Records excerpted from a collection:
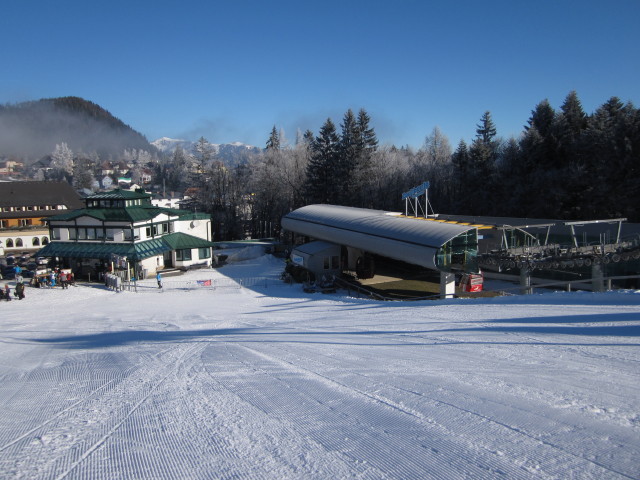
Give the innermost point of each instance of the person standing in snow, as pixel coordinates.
(20, 290)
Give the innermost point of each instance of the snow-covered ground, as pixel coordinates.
(271, 383)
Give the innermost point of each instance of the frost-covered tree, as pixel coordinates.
(62, 157)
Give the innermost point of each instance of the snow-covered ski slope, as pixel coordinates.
(273, 383)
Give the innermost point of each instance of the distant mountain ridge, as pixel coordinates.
(229, 152)
(33, 129)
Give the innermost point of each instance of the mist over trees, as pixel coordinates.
(32, 129)
(566, 164)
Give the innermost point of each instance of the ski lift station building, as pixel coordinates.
(354, 234)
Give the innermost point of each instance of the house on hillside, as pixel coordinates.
(8, 167)
(125, 224)
(24, 206)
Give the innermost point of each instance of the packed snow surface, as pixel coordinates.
(263, 381)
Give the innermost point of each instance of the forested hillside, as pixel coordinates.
(566, 164)
(33, 129)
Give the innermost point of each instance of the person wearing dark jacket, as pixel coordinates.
(19, 290)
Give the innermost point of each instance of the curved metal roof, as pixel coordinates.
(409, 239)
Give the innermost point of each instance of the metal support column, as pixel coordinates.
(447, 284)
(525, 281)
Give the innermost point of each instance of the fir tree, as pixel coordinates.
(321, 171)
(274, 140)
(347, 158)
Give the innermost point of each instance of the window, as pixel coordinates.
(183, 255)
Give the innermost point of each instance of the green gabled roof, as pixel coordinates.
(119, 194)
(135, 252)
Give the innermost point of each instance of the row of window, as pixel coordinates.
(185, 254)
(113, 203)
(33, 208)
(35, 242)
(22, 222)
(101, 233)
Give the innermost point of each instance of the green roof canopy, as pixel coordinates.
(133, 251)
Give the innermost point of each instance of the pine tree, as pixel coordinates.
(368, 142)
(274, 140)
(461, 175)
(321, 171)
(347, 158)
(486, 130)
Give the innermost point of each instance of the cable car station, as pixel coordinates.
(454, 245)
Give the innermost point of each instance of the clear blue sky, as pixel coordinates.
(231, 70)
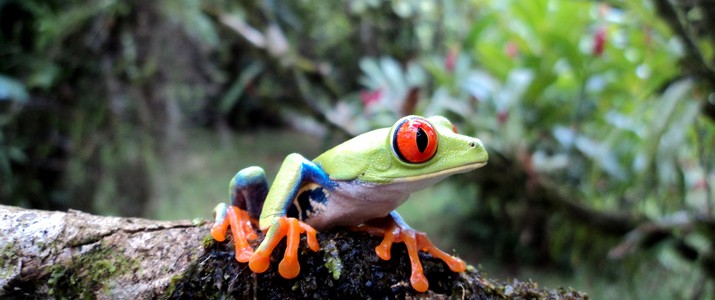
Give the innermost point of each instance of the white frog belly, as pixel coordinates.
(352, 203)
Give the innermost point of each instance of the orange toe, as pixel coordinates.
(290, 228)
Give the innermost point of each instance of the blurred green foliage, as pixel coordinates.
(598, 101)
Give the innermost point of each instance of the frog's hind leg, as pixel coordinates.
(394, 229)
(247, 192)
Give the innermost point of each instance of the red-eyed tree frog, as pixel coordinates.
(358, 183)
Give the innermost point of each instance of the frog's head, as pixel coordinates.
(426, 148)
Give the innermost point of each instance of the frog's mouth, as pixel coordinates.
(443, 173)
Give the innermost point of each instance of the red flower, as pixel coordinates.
(450, 60)
(511, 49)
(370, 97)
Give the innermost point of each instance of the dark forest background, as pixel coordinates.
(599, 117)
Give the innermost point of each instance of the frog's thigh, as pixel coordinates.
(248, 190)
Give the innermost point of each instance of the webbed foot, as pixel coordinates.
(291, 228)
(394, 230)
(240, 223)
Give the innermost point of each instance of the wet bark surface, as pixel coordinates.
(77, 255)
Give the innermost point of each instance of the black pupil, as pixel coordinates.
(422, 140)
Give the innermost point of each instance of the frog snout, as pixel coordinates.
(477, 146)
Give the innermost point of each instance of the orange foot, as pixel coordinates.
(241, 229)
(291, 228)
(395, 230)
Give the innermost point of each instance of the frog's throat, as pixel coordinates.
(443, 173)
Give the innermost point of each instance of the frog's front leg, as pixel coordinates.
(295, 172)
(394, 229)
(247, 192)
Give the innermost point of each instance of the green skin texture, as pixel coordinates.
(369, 160)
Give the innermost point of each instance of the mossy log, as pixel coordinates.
(78, 255)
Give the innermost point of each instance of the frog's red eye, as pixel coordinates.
(414, 140)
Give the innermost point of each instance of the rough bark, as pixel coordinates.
(77, 255)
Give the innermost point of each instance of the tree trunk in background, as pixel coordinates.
(77, 255)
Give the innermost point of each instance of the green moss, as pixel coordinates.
(332, 260)
(207, 242)
(88, 273)
(8, 258)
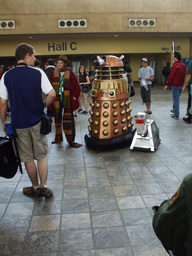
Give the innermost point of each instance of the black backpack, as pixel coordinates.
(9, 158)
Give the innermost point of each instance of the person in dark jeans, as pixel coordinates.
(176, 81)
(188, 83)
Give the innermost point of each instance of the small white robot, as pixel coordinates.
(146, 137)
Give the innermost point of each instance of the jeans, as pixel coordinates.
(176, 91)
(189, 105)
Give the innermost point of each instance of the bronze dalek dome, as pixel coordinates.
(110, 121)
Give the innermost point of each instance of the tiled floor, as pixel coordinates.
(102, 200)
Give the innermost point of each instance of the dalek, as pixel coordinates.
(110, 121)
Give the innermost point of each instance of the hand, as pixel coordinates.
(184, 88)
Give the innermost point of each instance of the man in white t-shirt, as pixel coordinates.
(23, 85)
(146, 76)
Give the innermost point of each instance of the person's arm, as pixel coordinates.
(187, 78)
(3, 111)
(47, 89)
(50, 97)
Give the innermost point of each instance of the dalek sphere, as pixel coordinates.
(110, 121)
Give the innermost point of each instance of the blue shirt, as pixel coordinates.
(24, 89)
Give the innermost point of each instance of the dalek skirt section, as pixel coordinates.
(110, 120)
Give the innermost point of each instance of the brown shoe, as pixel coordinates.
(30, 191)
(75, 145)
(46, 192)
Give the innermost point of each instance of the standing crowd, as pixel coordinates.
(59, 90)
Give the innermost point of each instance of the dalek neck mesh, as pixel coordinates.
(109, 73)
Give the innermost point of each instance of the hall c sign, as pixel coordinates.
(64, 46)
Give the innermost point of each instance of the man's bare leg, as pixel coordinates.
(43, 171)
(32, 172)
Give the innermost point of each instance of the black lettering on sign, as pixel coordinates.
(73, 46)
(64, 46)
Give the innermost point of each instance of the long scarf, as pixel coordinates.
(63, 101)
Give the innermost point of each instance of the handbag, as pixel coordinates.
(131, 90)
(86, 88)
(45, 124)
(8, 160)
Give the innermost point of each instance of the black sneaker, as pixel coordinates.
(30, 191)
(187, 119)
(46, 192)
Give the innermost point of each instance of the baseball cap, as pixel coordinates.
(144, 60)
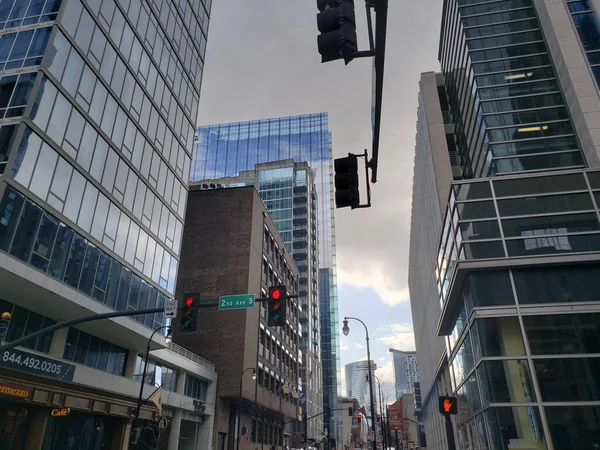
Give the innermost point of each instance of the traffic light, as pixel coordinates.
(188, 316)
(277, 306)
(337, 24)
(346, 182)
(448, 405)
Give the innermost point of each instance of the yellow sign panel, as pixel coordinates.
(60, 412)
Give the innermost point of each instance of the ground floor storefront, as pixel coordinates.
(36, 415)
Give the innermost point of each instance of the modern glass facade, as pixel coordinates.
(517, 263)
(98, 103)
(225, 150)
(504, 99)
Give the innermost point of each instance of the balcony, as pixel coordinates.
(516, 222)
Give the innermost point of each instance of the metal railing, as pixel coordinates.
(191, 356)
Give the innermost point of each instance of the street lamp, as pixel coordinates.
(239, 434)
(168, 340)
(346, 330)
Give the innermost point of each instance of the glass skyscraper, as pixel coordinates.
(506, 208)
(224, 150)
(98, 101)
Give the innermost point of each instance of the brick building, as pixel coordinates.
(231, 246)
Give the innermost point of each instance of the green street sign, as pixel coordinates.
(236, 301)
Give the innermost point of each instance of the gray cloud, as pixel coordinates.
(262, 61)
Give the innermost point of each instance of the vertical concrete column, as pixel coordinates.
(59, 340)
(35, 437)
(131, 362)
(174, 430)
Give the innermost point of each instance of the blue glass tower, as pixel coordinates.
(225, 150)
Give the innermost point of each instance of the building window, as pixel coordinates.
(195, 387)
(24, 322)
(83, 348)
(157, 375)
(41, 240)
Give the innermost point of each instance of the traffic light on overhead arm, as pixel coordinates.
(337, 24)
(277, 306)
(188, 315)
(346, 182)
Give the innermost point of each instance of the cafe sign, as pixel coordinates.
(60, 412)
(14, 390)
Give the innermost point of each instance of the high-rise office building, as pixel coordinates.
(289, 194)
(406, 371)
(99, 101)
(357, 384)
(514, 239)
(227, 149)
(231, 246)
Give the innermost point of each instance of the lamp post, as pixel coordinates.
(346, 330)
(239, 433)
(168, 339)
(383, 423)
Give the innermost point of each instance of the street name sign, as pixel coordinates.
(171, 309)
(236, 301)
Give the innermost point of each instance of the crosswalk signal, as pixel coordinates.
(337, 24)
(188, 316)
(277, 306)
(448, 405)
(346, 182)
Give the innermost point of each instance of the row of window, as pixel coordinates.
(34, 236)
(157, 374)
(94, 43)
(68, 128)
(23, 48)
(80, 81)
(83, 348)
(49, 176)
(24, 322)
(16, 13)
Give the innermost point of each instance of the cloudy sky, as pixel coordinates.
(262, 61)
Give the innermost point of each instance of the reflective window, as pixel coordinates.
(24, 322)
(568, 379)
(483, 289)
(540, 185)
(558, 284)
(14, 13)
(195, 387)
(505, 382)
(83, 348)
(563, 334)
(498, 336)
(541, 225)
(545, 204)
(574, 427)
(40, 240)
(519, 424)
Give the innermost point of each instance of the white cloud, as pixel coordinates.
(374, 276)
(399, 336)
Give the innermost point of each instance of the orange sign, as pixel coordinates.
(13, 390)
(60, 412)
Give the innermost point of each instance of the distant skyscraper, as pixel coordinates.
(225, 150)
(357, 384)
(506, 209)
(406, 371)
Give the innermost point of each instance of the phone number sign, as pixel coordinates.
(36, 365)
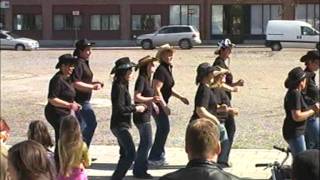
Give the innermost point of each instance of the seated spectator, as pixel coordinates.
(28, 160)
(38, 131)
(4, 134)
(306, 165)
(203, 147)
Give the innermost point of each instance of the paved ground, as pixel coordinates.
(243, 161)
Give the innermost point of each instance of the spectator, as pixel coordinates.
(203, 147)
(38, 132)
(29, 160)
(73, 151)
(4, 134)
(312, 96)
(306, 165)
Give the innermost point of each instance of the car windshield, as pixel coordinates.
(13, 35)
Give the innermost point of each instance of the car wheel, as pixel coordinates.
(20, 47)
(146, 44)
(185, 44)
(276, 46)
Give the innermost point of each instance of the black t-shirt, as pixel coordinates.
(83, 73)
(312, 91)
(164, 74)
(143, 86)
(121, 106)
(204, 98)
(60, 87)
(229, 78)
(221, 98)
(293, 101)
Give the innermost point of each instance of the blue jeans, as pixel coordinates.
(141, 162)
(224, 154)
(297, 144)
(313, 133)
(127, 152)
(163, 127)
(88, 122)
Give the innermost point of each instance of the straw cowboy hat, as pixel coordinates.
(122, 64)
(163, 48)
(226, 43)
(145, 60)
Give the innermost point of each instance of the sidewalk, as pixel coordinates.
(243, 161)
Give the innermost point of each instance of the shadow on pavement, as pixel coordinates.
(112, 166)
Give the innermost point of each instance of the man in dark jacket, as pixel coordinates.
(202, 147)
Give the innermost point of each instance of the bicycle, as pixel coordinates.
(279, 171)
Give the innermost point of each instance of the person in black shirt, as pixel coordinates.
(144, 94)
(61, 95)
(121, 115)
(202, 146)
(163, 83)
(84, 84)
(311, 95)
(224, 114)
(297, 111)
(223, 52)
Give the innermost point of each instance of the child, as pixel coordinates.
(4, 134)
(73, 152)
(38, 131)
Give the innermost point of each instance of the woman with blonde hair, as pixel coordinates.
(73, 151)
(28, 160)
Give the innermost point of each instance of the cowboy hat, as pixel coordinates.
(145, 60)
(121, 64)
(163, 48)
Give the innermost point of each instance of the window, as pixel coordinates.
(217, 19)
(146, 22)
(308, 13)
(104, 22)
(27, 22)
(307, 31)
(185, 15)
(261, 14)
(66, 22)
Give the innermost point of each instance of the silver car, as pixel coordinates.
(9, 40)
(185, 36)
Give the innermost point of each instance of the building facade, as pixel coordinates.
(124, 19)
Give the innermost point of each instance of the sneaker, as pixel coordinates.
(143, 176)
(158, 163)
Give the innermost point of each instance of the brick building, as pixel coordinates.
(122, 19)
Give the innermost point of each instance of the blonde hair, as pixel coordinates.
(69, 143)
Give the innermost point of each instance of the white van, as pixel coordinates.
(286, 33)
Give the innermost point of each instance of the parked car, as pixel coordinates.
(9, 40)
(185, 36)
(286, 33)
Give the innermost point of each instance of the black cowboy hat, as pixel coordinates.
(122, 63)
(203, 70)
(66, 59)
(83, 43)
(311, 55)
(296, 75)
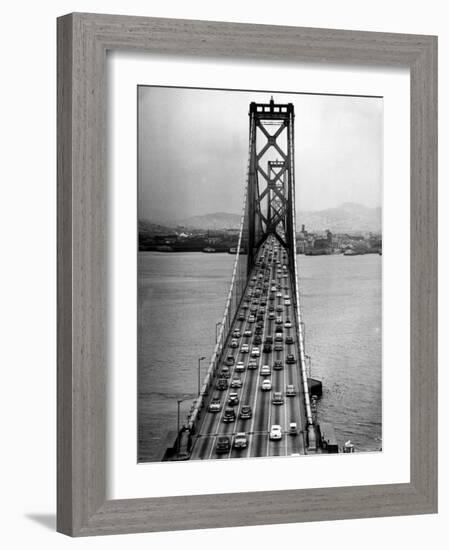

## TASK OBJECTIVE
From the line that contains "Give the innermost point of each instance of the sneaker, as" down to the final line of the entries above, please copy each line exactly, excluding pictures.

## WRITTEN SOLUTION
Give the innermost point of each instance of the sneaker, as pixel coordinates.
(143, 176)
(158, 163)
Give the innermost point of each instance of the brick building, as pixel coordinates.
(122, 19)
Give the innermost point of each instance of the blonde hair, as pixel coordinates.
(69, 143)
Give the innermost point of each instance of the white van, as pixel coordinates.
(286, 33)
Give the innermost point of each instance of the parked car, as pixel coordinates.
(9, 40)
(185, 36)
(286, 33)
Give the innermost point of each instance of the black cowboy hat, as pixel coordinates.
(122, 63)
(203, 70)
(66, 59)
(83, 43)
(311, 55)
(296, 75)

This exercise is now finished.